# GOAL
List every word enclosed in square brackets in the mailing-list post below.

# DOCUMENT EXCERPT
★ ★ ★

2008-01-04 22:51:17

by Wendy Cheng

[permalink] [raw]
Subject: [PATCH] Fix NLM reference count panic

This is not exciting as Jeff Garzik's new NFSv4 server but a painful
chore needs to be done. Will start to push the patches for NLM lock
failover code next week. However, instead of doing large amount of
patches all at once, would like to do it one by one, if they can be
functionally separated. This is to avoid the tedious re-base works I
have been doing for the past, (oh no), two years ??!!!

First one should be simple enough without too much explanation ....

-- Wendy




Attachments:
001-nlm_f_count.patch (955.00 B)

★ ★ ★

# SUPPLIED MATERIAL
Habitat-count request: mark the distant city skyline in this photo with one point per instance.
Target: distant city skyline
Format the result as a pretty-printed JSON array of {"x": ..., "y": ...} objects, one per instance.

★ ★ ★

# OUTPUT FOR THIS EXERCISE
permalink, raw, PATCH